Stored data entries:
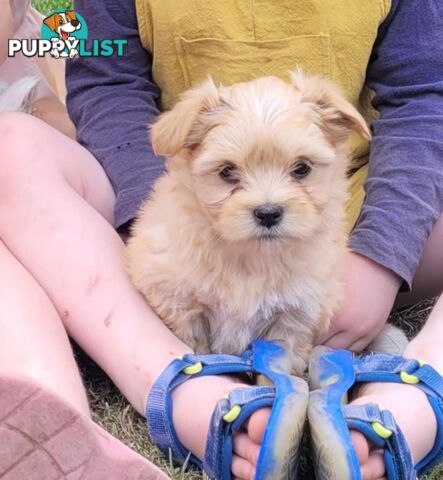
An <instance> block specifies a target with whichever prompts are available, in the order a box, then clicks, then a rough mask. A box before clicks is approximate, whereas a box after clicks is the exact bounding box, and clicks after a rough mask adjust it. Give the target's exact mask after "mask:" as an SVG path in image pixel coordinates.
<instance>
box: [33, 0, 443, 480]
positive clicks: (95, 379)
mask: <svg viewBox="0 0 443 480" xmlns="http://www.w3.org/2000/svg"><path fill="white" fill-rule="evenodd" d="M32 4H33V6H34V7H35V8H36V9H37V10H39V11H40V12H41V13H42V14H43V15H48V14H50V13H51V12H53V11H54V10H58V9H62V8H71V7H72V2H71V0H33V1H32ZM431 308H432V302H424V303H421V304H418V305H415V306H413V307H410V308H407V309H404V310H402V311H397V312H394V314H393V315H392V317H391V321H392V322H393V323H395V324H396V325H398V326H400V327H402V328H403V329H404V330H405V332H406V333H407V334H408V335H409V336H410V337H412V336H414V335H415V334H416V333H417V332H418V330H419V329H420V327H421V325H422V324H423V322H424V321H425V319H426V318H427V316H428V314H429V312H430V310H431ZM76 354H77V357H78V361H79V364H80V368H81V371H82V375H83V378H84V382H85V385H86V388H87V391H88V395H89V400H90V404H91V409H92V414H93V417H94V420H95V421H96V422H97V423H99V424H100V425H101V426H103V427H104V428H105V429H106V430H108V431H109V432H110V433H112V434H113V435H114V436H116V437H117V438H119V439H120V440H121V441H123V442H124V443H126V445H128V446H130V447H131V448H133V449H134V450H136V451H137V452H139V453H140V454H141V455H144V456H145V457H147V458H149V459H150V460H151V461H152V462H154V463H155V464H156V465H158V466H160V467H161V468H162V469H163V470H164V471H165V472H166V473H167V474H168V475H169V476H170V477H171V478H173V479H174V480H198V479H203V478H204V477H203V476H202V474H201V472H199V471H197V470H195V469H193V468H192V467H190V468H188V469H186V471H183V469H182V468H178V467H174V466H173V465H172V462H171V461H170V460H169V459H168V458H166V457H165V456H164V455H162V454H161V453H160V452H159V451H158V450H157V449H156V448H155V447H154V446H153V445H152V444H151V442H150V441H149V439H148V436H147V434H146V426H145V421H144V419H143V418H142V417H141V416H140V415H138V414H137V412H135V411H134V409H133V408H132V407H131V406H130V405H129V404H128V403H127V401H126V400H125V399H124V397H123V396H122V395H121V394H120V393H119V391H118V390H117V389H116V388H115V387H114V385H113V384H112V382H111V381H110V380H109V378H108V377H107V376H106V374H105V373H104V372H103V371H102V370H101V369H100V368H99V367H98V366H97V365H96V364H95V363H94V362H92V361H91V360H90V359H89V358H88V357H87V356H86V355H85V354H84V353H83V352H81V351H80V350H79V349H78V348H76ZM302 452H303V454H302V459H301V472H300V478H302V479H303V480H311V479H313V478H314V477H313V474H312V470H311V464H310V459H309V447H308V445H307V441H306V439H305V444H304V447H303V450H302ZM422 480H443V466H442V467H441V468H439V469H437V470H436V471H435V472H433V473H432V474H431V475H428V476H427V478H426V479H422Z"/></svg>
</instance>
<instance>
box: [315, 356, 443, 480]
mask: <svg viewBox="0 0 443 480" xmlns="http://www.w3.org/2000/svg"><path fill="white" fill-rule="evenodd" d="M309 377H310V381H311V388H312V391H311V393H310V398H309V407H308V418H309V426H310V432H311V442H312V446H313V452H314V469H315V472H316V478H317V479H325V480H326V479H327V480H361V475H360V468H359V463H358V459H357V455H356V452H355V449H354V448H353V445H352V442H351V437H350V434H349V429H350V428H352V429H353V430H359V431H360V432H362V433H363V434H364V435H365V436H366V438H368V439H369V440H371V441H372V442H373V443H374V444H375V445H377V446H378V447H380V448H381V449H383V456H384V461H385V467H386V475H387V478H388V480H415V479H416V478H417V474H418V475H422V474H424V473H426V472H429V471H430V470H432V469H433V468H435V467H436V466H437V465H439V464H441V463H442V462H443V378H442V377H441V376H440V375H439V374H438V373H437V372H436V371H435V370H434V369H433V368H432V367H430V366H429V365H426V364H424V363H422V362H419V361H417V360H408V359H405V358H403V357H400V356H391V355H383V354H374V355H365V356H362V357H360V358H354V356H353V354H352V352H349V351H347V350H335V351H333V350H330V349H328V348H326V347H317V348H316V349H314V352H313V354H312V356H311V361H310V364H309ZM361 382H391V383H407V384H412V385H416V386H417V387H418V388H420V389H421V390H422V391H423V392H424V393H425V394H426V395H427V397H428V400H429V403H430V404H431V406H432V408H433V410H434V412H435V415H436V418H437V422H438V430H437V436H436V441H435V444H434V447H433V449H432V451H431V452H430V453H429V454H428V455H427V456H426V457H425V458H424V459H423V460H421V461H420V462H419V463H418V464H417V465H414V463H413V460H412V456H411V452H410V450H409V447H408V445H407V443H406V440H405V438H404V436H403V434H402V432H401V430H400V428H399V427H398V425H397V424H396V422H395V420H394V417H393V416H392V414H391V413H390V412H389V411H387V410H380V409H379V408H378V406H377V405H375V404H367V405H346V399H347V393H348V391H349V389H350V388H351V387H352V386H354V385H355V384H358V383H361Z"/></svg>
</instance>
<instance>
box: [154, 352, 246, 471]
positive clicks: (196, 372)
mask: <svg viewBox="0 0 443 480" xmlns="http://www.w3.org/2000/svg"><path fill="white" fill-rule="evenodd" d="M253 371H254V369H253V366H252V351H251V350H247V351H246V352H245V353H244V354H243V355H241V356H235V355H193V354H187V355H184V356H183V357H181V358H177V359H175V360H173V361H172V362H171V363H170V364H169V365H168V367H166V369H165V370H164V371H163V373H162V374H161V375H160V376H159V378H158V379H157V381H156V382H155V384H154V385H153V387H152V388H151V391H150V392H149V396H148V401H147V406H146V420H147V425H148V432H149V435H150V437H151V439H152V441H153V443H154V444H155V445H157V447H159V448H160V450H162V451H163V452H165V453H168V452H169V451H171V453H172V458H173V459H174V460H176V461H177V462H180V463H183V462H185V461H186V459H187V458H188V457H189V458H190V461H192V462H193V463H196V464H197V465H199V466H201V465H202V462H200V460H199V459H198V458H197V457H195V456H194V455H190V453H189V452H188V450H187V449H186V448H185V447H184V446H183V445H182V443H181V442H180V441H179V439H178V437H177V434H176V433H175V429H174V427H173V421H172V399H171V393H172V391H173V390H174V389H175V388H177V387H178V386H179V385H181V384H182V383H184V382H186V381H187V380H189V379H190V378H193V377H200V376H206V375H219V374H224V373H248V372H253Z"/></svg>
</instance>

» **Job**
Can you copy every line of the records above character for character, omitting the pictures?

» **Exercise response**
An <instance> block specifies a target with whichever prompts are available, in the order a box, then clicks, then a rough mask. A box before clicks is approximate, whereas a box after clicks is the exact bounding box, and clicks after a rough mask adjust it. Give the target's exact mask after "mask:" as an SVG path in image pixel coordinates.
<instance>
box: [33, 0, 443, 480]
positive clicks: (95, 379)
mask: <svg viewBox="0 0 443 480" xmlns="http://www.w3.org/2000/svg"><path fill="white" fill-rule="evenodd" d="M32 4H33V6H34V7H35V8H36V9H37V10H39V11H40V12H41V13H42V14H43V15H48V14H50V13H51V12H53V11H54V10H58V9H62V8H71V7H72V2H71V0H33V1H32ZM431 308H432V302H424V303H421V304H418V305H415V306H413V307H410V308H407V309H404V310H402V311H397V312H394V314H393V315H392V317H391V321H392V322H393V323H395V324H396V325H398V326H400V327H402V328H403V329H404V330H405V332H406V333H407V334H408V335H409V336H410V337H412V336H414V335H415V334H416V333H417V332H418V330H419V329H420V327H421V325H422V324H423V322H424V321H425V319H426V318H427V316H428V314H429V312H430V310H431ZM76 354H77V357H78V361H79V364H80V368H81V371H82V375H83V378H84V382H85V385H86V388H87V391H88V395H89V400H90V404H91V409H92V414H93V417H94V420H95V421H96V422H97V423H99V424H100V425H101V426H103V427H104V428H105V429H106V430H108V431H109V432H110V433H112V434H113V435H114V436H116V437H117V438H119V439H120V440H121V441H123V442H124V443H126V445H128V446H130V447H131V448H133V449H134V450H136V451H137V452H139V453H140V454H141V455H144V456H145V457H147V458H149V459H150V460H151V461H152V462H154V463H155V464H156V465H158V466H160V467H161V468H162V469H163V470H164V471H165V472H166V473H167V474H168V475H169V476H170V477H171V478H173V479H174V480H198V479H203V478H204V477H203V476H202V474H201V472H199V471H197V470H195V469H193V468H192V467H190V468H188V469H186V471H183V469H182V468H178V467H174V466H173V465H172V462H171V461H170V460H169V459H168V458H166V457H165V456H164V455H162V454H161V453H160V452H159V451H158V450H157V449H156V448H155V447H154V446H153V445H152V444H151V442H150V441H149V439H148V436H147V434H146V426H145V421H144V419H143V418H142V417H141V416H140V415H138V414H137V412H135V411H134V409H133V408H132V407H131V406H130V405H129V404H128V403H127V401H126V400H125V399H124V397H123V396H122V395H121V394H120V393H119V391H118V390H117V389H116V388H115V387H114V385H113V384H112V382H111V381H110V380H109V378H108V377H107V376H106V374H105V373H104V372H103V371H102V370H101V369H100V368H99V367H98V366H97V365H96V364H95V363H94V362H92V361H91V360H90V359H89V358H88V357H87V356H86V355H85V354H84V353H83V352H81V351H80V350H79V349H78V348H76ZM302 452H303V454H302V459H301V472H300V478H302V479H303V480H311V479H313V478H314V477H313V474H312V470H311V464H310V459H309V447H308V445H307V441H306V439H305V444H304V447H303V450H302ZM422 480H443V466H442V467H441V468H439V469H437V470H436V471H435V472H433V473H432V474H431V475H428V476H427V478H426V479H422Z"/></svg>
</instance>
<instance>
box: [315, 356, 443, 480]
mask: <svg viewBox="0 0 443 480" xmlns="http://www.w3.org/2000/svg"><path fill="white" fill-rule="evenodd" d="M309 377H310V381H311V388H312V391H311V393H310V398H309V407H308V418H309V426H310V432H311V442H312V446H313V452H314V469H315V472H316V478H317V479H325V480H326V479H327V480H361V475H360V468H359V463H358V459H357V455H356V452H355V449H354V448H353V445H352V442H351V437H350V434H349V429H350V428H352V429H353V430H359V431H360V432H362V433H363V434H364V435H365V436H366V438H368V439H369V440H371V441H372V442H373V443H374V444H375V445H377V446H378V447H380V448H381V449H383V456H384V461H385V467H386V475H387V478H388V480H415V479H416V478H417V474H418V475H422V474H424V473H426V472H429V471H430V470H432V469H433V468H435V467H436V466H437V465H439V464H441V463H442V462H443V378H442V377H441V376H440V375H439V374H438V373H437V372H436V371H435V370H434V369H433V368H432V367H430V366H429V365H426V364H424V363H422V362H419V361H417V360H408V359H405V358H403V357H400V356H391V355H383V354H374V355H365V356H362V357H360V358H354V356H353V354H352V352H349V351H347V350H335V351H333V350H330V349H328V348H326V347H317V348H316V349H314V352H313V354H312V356H311V361H310V364H309ZM361 382H391V383H407V384H412V385H416V386H417V387H418V388H420V389H421V390H422V391H423V392H424V393H425V394H426V395H427V397H428V400H429V403H430V404H431V406H432V408H433V410H434V412H435V415H436V418H437V422H438V430H437V436H436V441H435V444H434V447H433V449H432V451H431V452H430V453H429V454H428V455H427V456H426V457H425V458H424V459H423V460H421V461H420V462H419V463H418V464H417V465H414V463H413V460H412V456H411V452H410V450H409V447H408V445H407V443H406V440H405V438H404V436H403V434H402V432H401V430H400V428H399V427H398V425H397V424H396V422H395V420H394V417H393V416H392V414H391V413H390V412H389V411H387V410H380V409H379V408H378V406H377V405H375V404H367V405H346V399H347V393H348V391H349V389H350V388H351V387H352V386H354V385H355V384H358V383H361Z"/></svg>
</instance>
<instance>
box: [154, 352, 246, 471]
positive clicks: (196, 372)
mask: <svg viewBox="0 0 443 480" xmlns="http://www.w3.org/2000/svg"><path fill="white" fill-rule="evenodd" d="M253 371H254V369H253V366H252V351H251V350H247V351H246V352H245V353H244V354H243V355H241V356H235V355H193V354H187V355H184V356H183V357H181V358H177V359H175V360H173V361H172V362H171V363H170V364H169V365H168V367H166V369H165V370H164V371H163V373H162V374H161V375H160V376H159V378H158V379H157V381H156V382H155V384H154V385H153V387H152V388H151V391H150V392H149V396H148V401H147V406H146V420H147V425H148V432H149V435H150V437H151V439H152V441H153V443H154V444H155V445H157V447H159V448H160V450H162V451H163V452H165V453H168V452H169V451H171V453H172V458H173V459H174V460H176V461H177V462H180V463H183V462H185V461H186V459H187V458H188V457H189V458H190V461H192V462H193V463H196V464H197V465H199V466H201V465H202V462H200V460H199V459H198V458H197V457H195V456H194V455H190V453H189V452H188V450H187V449H186V448H185V447H184V446H183V445H182V443H181V442H180V441H179V439H178V437H177V434H176V433H175V429H174V427H173V421H172V399H171V393H172V391H173V390H174V389H175V388H177V387H178V386H179V385H181V384H182V383H184V382H186V381H187V380H189V379H190V378H193V377H200V376H206V375H219V374H224V373H248V372H253Z"/></svg>
</instance>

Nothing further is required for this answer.